= GOAL =
Rewrite everything from the line containing "as [981, 246]." down to the end of the listing as a Markdown table with the columns Row and Line. Number each row and leave out blank lines.

= LISTED RECORDS =

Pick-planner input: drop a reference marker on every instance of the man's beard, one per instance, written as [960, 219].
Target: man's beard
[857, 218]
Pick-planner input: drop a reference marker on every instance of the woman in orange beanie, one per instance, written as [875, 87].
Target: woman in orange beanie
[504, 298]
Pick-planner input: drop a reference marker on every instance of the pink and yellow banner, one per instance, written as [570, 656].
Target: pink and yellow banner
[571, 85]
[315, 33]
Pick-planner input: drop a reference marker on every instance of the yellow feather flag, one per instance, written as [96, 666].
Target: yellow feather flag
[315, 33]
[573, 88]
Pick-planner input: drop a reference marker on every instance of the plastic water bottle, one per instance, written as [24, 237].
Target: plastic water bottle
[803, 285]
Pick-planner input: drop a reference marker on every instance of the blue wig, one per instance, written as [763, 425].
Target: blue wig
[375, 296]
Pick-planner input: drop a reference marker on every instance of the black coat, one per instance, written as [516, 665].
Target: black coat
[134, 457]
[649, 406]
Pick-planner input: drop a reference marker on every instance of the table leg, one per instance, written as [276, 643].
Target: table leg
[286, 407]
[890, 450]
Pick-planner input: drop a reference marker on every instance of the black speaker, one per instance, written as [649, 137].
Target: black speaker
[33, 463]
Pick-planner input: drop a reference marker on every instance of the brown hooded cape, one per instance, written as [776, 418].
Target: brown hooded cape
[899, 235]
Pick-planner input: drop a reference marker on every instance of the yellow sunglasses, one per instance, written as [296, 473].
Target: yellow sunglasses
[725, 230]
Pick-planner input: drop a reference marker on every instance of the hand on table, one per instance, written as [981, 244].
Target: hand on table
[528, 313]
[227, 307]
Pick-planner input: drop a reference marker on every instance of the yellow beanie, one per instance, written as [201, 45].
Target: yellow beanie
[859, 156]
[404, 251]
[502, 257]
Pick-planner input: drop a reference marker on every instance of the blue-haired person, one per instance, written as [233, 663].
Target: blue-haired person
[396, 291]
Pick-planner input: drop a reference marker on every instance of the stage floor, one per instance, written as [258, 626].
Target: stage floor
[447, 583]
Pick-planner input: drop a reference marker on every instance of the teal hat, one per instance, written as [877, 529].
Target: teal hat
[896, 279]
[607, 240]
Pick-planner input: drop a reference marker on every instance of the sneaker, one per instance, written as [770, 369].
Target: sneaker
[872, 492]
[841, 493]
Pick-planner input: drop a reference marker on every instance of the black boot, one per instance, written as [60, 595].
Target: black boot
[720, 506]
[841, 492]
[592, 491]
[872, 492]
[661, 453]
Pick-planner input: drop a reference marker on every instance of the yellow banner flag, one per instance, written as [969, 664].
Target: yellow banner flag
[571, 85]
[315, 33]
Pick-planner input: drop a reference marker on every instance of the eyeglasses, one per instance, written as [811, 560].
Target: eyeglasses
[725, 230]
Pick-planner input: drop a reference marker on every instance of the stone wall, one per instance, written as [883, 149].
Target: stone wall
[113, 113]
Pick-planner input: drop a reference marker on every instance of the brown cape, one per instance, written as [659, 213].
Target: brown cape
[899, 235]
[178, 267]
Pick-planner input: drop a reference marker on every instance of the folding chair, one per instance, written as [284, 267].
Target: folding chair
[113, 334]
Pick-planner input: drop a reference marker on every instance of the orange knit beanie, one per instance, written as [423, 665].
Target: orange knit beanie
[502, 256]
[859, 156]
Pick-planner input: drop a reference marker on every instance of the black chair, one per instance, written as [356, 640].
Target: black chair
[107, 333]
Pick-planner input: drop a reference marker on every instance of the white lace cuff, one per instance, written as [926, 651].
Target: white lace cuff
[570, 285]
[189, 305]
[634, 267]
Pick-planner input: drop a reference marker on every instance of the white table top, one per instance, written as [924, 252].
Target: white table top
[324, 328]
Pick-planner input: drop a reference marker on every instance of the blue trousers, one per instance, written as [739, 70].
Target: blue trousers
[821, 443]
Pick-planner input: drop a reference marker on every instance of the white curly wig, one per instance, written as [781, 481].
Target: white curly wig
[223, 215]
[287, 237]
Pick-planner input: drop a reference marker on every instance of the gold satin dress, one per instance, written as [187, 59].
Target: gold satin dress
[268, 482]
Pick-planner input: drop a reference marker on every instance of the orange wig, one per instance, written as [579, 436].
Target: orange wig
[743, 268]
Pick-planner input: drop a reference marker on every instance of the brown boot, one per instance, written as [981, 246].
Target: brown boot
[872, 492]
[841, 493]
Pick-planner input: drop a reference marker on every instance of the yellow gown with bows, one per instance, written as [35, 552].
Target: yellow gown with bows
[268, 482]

= SOLUTION =
| Row | Line |
|---|---|
| 1 | Pick-planner input: drop a reference marker on every instance of the brown boot, one per instance, written as [981, 246]. |
| 2 | Target: brown boot |
| 3 | [872, 492] |
| 4 | [841, 493] |
| 5 | Pick-planner input: drop a reference marker on every instance of the yellow gown with bows, one per instance, written as [35, 552]. |
| 6 | Target: yellow gown with bows |
| 7 | [268, 482] |